● **Page extract**:
^^^^^^^^

3. The learned Tribunal awarded a total compensation of Rs. 5,21,091/- under different heads, along with interest at the rate of 9%, from the date of filing the Detail Accident Report, that is, 07.09.2018 till realization of the said amount.
4. The three grounds taken by the appellant in the present appeal are dealt with as under: Functional Disability
5. In regard to the assessment of functional disability, the learned counsel for the appellant submits that the appellant was working as a Helper in a furniture showroom namely– Home Saaz Live N Style, situated at 10, Firoz Gandhi Road, Lajpat Nagar-III, New Delhi, and the nature of his work involved carrying, lifting and shifting furniture for the purpose of loading/ unloading the same in transport vehicles. He states that due to the injuries suffered by him, the appellant is unable to perform his duties in the manner prior to the accident.
6. The learned Tribunal noted that the appellant had suffered 33% permanent disability in relation to his right lower limb and claimed to be working as a helper in the furniture showroom at Lajpat Nagar at the time of the accident, however, no document/ evidence pertaining to his employment was filed by him to prove the nature of his work.
7. It is pertinent to note that in the absence of clear evidence to indicate the impact of permanent disability on the earning capacity of the victim, Courts and Tribunals generally assess the functional disability of the victim to be approximately half of the permanent disability suffered by the victim. For this reason, the Hon’ble Apex Court in the case of Raj Kumar v. Ajay Kumar: (2011) 1 SCC 343 while noting that there existed no clear evidence to indicate the impact of permanent disability suffered by the victim on his functionality and earning capacity, however, considering that the same would impede his smooth functioning, had assessed the functional disability of the body as 25% where the victim suffered a permanently disability of 45% with respect to the left lower limb.
8. Consequently, this Court in a catena of decisions including a recent decision in the case of Rajender Singh v. Bajaj Allianz General Insurance Co. Ltd.: 2024 SCC OnLine Del 8839 while noting that the victim had failed to lead evidence to show the impact of permanent disability on his earning capacity, however considering the nature of injuries and the general impact of the disability on the functioning of the victim, had upheld the assessment of 33% functional disability where the victim had suffered permanent disability of 66%.
9. The nature of work before the accident is a relevant factor in determining the functional disability, however in the absence of any documentary evidence proving his employment, the assessment of 17% functional disability arrived at by the learned Tribunal, is reasonable. In the opinion of this Court, the said ground does not merit any consideration. Contributory Negligence
10. In regard to the second ground, it is contended by the learned counsel for the appellant that although the appellant during crossexamination, stated that the red-light was far away and there was no zebra crossing at the place of accident, he also mentioned that there was a “white patti” on the road, and there were more people crossing the road with him. He submits that while deciding the issue of negligence, the learned Tribunal was pleased to hold that Respondent No. 1 (driver and owner of the offending vehicle) had been negligent in causing the accident and had not entered the witness box to rebut this aspect, therefore the attribution of 25% contributory negligence to the appellant is erroneous.

^^^^^^^^

● **Data on locating named things**:
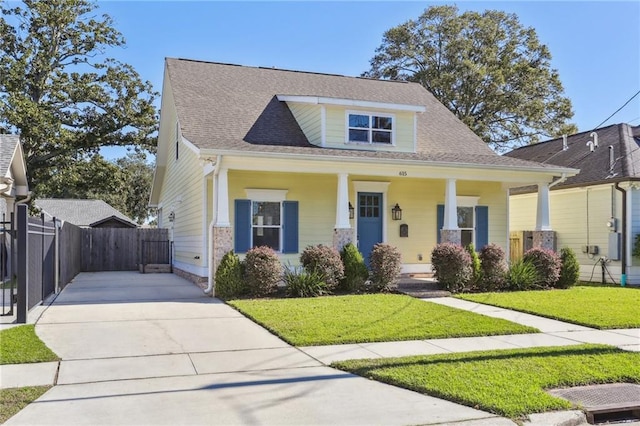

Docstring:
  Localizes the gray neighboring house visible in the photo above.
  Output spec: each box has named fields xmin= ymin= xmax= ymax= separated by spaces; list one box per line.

xmin=35 ymin=198 xmax=138 ymax=228
xmin=0 ymin=135 xmax=29 ymax=220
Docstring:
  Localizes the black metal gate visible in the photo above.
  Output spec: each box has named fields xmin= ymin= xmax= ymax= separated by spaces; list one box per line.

xmin=0 ymin=213 xmax=16 ymax=316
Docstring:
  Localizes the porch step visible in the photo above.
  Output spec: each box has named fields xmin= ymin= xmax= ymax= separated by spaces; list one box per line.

xmin=140 ymin=263 xmax=171 ymax=274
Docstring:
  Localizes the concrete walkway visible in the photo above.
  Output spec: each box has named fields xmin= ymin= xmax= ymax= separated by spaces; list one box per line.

xmin=0 ymin=272 xmax=514 ymax=426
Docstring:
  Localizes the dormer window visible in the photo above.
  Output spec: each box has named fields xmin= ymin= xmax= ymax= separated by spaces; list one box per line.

xmin=347 ymin=111 xmax=395 ymax=145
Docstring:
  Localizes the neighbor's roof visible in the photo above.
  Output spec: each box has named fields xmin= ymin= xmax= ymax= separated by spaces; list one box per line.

xmin=0 ymin=134 xmax=20 ymax=176
xmin=505 ymin=123 xmax=640 ymax=193
xmin=166 ymin=58 xmax=558 ymax=170
xmin=35 ymin=198 xmax=137 ymax=227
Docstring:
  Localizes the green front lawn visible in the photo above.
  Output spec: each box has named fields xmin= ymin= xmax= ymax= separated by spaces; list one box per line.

xmin=332 ymin=345 xmax=640 ymax=418
xmin=0 ymin=325 xmax=60 ymax=364
xmin=228 ymin=294 xmax=538 ymax=346
xmin=457 ymin=286 xmax=640 ymax=329
xmin=0 ymin=386 xmax=51 ymax=424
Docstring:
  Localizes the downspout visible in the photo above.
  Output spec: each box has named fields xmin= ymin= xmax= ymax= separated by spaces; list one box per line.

xmin=204 ymin=155 xmax=222 ymax=297
xmin=614 ymin=182 xmax=627 ymax=287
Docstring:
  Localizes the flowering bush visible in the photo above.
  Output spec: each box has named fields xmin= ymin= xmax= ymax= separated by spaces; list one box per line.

xmin=556 ymin=247 xmax=580 ymax=288
xmin=340 ymin=243 xmax=369 ymax=292
xmin=522 ymin=247 xmax=561 ymax=288
xmin=431 ymin=243 xmax=473 ymax=293
xmin=300 ymin=244 xmax=344 ymax=290
xmin=371 ymin=243 xmax=401 ymax=291
xmin=480 ymin=244 xmax=507 ymax=291
xmin=244 ymin=246 xmax=282 ymax=297
xmin=215 ymin=250 xmax=247 ymax=299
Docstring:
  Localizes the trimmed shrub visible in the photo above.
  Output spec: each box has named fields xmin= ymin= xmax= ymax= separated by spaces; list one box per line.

xmin=371 ymin=243 xmax=402 ymax=291
xmin=244 ymin=246 xmax=282 ymax=297
xmin=506 ymin=259 xmax=538 ymax=290
xmin=522 ymin=247 xmax=561 ymax=288
xmin=215 ymin=250 xmax=247 ymax=299
xmin=465 ymin=243 xmax=482 ymax=288
xmin=300 ymin=244 xmax=344 ymax=290
xmin=284 ymin=268 xmax=329 ymax=297
xmin=431 ymin=243 xmax=473 ymax=293
xmin=556 ymin=247 xmax=580 ymax=288
xmin=340 ymin=243 xmax=369 ymax=293
xmin=480 ymin=244 xmax=507 ymax=291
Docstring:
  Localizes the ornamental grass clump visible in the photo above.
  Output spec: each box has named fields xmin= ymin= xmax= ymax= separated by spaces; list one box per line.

xmin=283 ymin=268 xmax=330 ymax=297
xmin=431 ymin=243 xmax=473 ymax=293
xmin=215 ymin=250 xmax=247 ymax=299
xmin=300 ymin=244 xmax=344 ymax=291
xmin=371 ymin=243 xmax=402 ymax=291
xmin=479 ymin=244 xmax=507 ymax=291
xmin=340 ymin=243 xmax=369 ymax=293
xmin=522 ymin=247 xmax=561 ymax=288
xmin=244 ymin=246 xmax=282 ymax=297
xmin=556 ymin=247 xmax=580 ymax=288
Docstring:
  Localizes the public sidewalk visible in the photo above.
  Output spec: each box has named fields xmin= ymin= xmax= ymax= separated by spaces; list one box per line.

xmin=0 ymin=273 xmax=640 ymax=426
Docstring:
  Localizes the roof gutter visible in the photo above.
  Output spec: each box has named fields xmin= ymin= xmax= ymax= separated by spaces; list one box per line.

xmin=201 ymin=149 xmax=580 ymax=176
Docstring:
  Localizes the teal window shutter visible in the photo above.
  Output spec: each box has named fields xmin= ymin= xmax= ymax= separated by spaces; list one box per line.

xmin=476 ymin=206 xmax=489 ymax=250
xmin=233 ymin=200 xmax=251 ymax=253
xmin=436 ymin=204 xmax=444 ymax=244
xmin=282 ymin=201 xmax=298 ymax=253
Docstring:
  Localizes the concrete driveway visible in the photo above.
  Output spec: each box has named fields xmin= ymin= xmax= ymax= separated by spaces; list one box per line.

xmin=6 ymin=272 xmax=513 ymax=425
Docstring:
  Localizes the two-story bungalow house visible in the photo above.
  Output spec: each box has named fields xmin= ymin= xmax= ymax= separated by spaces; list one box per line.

xmin=150 ymin=59 xmax=577 ymax=292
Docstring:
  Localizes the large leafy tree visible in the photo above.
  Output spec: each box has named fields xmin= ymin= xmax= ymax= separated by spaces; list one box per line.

xmin=0 ymin=0 xmax=157 ymax=190
xmin=364 ymin=6 xmax=577 ymax=151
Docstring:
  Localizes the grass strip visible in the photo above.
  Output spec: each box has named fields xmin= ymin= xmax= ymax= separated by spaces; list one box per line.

^^^^^^^^

● **Challenge 1**:
Using the judgment excerpt, decide whether each statement agrees with it: (a) the Tribunal awarded interest at 9%; (b) the appellant filed documents proving his employment; (c) the Tribunal assessed the appellant's functional disability at 33%. Answer yes or no for each and quote the deciding words.
● **Challenge 2**:
Please transcribe the judgment excerpt starting at "8. Consequently, this" and ending at "disability of 66%.".

● **Exercise answer 1**:
(a) Yes: "along with interest at the rate of 9%"
(b) No: "no document/ evidence pertaining to his employment was filed by him to prove the nature of his work"
(c) No: "the assessment of 17% functional disability arrived at by the learned Tribunal"

● **Exercise answer 2**:
8. Consequently, this Court in a catena of decisions including a recent decision in the case of Rajender Singh v. Bajaj Allianz General Insurance Co. Ltd.: 2024 SCC OnLine Del 8839 while noting that the victim had failed to lead evidence to show the impact of permanent disability on his earning capacity, however considering the nature of injuries and the general impact of the disability on the functioning of the victim, had upheld the assessment of 33% functional disability where the victim had suffered permanent disability of 66%.